## Input for this task
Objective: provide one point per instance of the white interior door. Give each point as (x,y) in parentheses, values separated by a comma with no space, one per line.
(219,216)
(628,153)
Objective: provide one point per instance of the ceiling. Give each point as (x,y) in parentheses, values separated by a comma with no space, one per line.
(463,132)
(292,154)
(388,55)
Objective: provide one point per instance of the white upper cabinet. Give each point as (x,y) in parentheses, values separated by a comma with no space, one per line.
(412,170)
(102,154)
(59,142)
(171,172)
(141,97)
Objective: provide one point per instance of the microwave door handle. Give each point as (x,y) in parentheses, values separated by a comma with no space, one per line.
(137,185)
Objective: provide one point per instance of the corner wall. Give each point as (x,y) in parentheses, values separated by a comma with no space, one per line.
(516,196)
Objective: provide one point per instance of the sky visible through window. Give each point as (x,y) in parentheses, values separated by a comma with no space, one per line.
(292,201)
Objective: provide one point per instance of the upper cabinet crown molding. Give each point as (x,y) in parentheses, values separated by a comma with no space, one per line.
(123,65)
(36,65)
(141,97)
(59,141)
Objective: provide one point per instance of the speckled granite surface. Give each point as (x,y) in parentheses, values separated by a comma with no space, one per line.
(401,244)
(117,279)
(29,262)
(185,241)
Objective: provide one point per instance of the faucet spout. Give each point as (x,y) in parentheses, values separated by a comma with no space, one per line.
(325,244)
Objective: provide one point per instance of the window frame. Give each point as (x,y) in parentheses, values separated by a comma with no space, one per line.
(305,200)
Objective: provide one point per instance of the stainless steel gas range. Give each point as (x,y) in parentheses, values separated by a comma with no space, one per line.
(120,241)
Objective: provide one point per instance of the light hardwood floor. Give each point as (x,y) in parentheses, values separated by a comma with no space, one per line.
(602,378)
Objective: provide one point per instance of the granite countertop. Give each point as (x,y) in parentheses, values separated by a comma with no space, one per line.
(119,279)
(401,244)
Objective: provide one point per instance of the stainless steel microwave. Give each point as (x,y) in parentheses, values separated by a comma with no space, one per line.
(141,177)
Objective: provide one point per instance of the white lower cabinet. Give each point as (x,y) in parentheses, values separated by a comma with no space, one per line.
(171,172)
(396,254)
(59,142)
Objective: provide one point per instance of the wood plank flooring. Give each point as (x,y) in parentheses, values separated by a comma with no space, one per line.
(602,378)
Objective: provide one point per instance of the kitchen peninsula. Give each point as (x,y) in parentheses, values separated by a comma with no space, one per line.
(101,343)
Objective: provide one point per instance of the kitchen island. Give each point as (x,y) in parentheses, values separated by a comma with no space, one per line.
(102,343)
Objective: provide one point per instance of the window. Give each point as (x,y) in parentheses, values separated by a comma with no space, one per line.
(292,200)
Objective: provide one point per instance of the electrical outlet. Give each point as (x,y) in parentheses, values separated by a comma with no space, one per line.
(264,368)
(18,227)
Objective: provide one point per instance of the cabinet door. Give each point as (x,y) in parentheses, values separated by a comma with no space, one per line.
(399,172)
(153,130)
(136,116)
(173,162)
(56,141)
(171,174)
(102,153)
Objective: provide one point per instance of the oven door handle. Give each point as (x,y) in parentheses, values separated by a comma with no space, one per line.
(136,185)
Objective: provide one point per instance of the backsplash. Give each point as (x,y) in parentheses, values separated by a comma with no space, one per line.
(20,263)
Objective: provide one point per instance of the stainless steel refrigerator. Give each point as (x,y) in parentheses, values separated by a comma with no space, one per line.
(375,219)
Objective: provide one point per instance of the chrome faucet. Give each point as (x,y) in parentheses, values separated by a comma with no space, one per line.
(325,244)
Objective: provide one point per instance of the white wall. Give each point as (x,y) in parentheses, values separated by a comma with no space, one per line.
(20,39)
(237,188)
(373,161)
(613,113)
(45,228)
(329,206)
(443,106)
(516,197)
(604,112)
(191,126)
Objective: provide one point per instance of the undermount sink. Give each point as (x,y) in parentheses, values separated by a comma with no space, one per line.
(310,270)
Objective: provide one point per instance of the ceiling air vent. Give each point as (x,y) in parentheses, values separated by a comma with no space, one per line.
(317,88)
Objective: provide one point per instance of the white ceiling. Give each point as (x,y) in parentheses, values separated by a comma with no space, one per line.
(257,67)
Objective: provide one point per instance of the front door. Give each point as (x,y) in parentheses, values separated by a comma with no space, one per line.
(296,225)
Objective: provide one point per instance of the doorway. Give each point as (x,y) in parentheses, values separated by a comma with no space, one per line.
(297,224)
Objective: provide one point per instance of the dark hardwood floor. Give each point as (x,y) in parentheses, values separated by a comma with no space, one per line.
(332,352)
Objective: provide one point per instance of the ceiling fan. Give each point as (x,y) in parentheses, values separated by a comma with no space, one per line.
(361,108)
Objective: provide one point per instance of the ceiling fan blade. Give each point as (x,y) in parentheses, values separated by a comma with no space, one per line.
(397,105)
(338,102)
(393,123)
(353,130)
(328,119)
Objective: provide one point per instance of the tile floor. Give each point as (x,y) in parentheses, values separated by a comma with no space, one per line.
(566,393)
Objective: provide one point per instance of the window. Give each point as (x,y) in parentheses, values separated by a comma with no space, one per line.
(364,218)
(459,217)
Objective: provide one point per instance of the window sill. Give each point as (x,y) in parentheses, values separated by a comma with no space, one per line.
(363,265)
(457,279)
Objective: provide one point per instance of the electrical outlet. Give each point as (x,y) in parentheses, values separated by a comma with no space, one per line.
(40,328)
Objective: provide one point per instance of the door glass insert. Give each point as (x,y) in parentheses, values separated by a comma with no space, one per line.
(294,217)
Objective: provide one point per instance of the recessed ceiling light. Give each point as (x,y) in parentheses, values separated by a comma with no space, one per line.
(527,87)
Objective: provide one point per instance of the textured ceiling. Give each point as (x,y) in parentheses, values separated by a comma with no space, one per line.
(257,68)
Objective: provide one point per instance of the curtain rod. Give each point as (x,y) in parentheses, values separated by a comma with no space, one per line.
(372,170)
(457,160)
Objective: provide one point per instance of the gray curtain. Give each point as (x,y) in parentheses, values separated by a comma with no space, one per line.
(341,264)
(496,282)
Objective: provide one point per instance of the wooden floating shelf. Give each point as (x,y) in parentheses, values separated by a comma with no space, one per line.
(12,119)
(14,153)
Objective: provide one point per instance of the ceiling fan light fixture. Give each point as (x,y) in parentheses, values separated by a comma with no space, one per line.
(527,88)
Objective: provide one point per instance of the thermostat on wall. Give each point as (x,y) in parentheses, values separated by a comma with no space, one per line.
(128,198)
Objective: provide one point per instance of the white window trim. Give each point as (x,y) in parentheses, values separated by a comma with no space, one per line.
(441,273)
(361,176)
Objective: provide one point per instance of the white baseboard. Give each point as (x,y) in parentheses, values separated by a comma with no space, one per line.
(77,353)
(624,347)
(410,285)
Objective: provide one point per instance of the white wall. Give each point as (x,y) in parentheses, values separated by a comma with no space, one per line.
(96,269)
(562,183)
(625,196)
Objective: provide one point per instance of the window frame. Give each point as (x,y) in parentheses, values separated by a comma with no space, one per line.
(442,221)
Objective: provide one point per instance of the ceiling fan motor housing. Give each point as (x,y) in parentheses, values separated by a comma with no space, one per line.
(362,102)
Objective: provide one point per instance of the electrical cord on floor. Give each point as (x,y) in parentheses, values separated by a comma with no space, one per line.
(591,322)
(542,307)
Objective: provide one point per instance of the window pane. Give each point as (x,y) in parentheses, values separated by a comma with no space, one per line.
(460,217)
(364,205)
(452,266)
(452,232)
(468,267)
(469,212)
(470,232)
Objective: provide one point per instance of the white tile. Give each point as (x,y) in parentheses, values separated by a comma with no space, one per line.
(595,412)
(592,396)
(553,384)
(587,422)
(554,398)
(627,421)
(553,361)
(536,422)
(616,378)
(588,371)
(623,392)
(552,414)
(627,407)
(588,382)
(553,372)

## What is being asked
Reproduce exactly the lines from the one containing "ceiling fan motor" through the last line of the records above, including both, and nothing else.

## Reply to the task
Objective: provide one point per instance of the ceiling fan motor housing. Give each point as (x,y) in parentheses, values separated by a comma with no space, one per line.
(362,102)
Objective: provide one point per instance of the electrical cord on floor. Give each point as (x,y) in parentheses, values separated by a comma with no space, one per line.
(591,322)
(542,307)
Objective: provide one point per instance of the window pane. Give each point as (x,y) in parentheses, values separated by a comma with no space, one per line.
(460,217)
(364,205)
(452,266)
(452,232)
(468,267)
(469,212)
(470,232)
Objective: provide one point per instance of the white tile. Give each point as (x,y) in parentheses, values separated by a comma with no space, one per line.
(595,412)
(592,396)
(553,384)
(587,422)
(554,398)
(627,421)
(553,361)
(536,422)
(616,378)
(588,371)
(623,392)
(552,414)
(627,407)
(588,382)
(553,372)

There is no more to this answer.